Task details:
Locate every line in the entries below that contains the string "Target", and copy each of those lines in full.

Information provided:
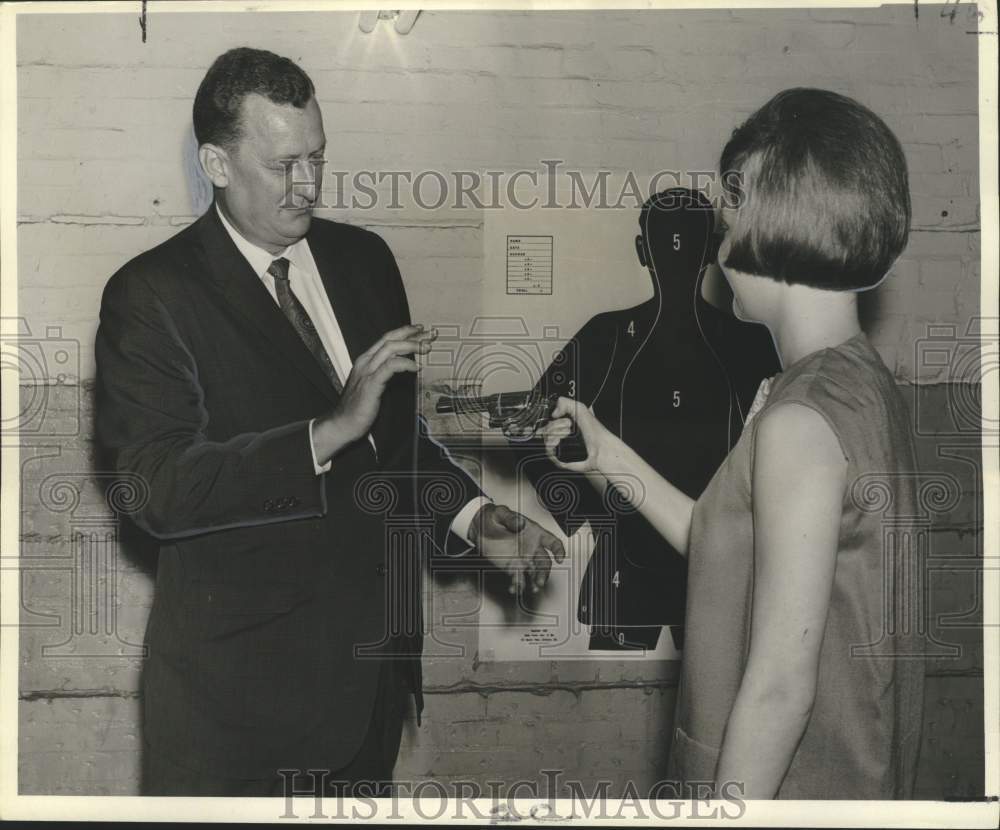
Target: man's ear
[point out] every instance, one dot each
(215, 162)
==
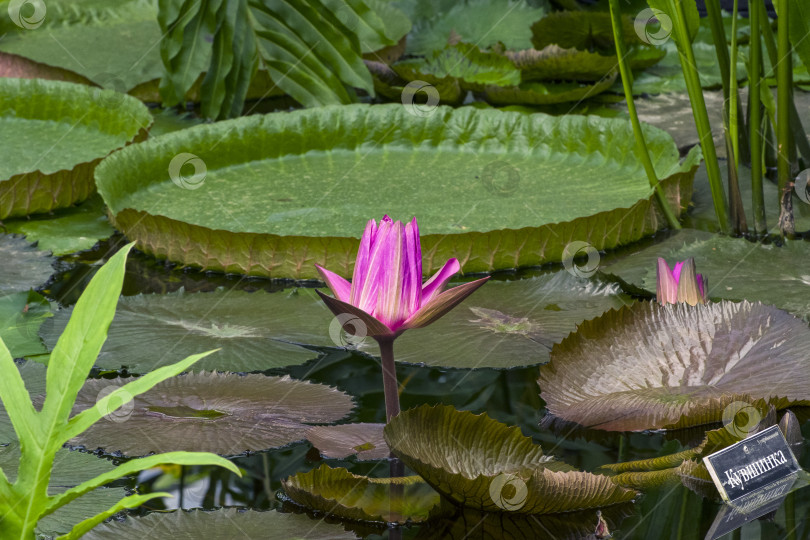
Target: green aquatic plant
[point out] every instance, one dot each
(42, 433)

Answer for the task:
Target: man's ear
Target: green aquatic plant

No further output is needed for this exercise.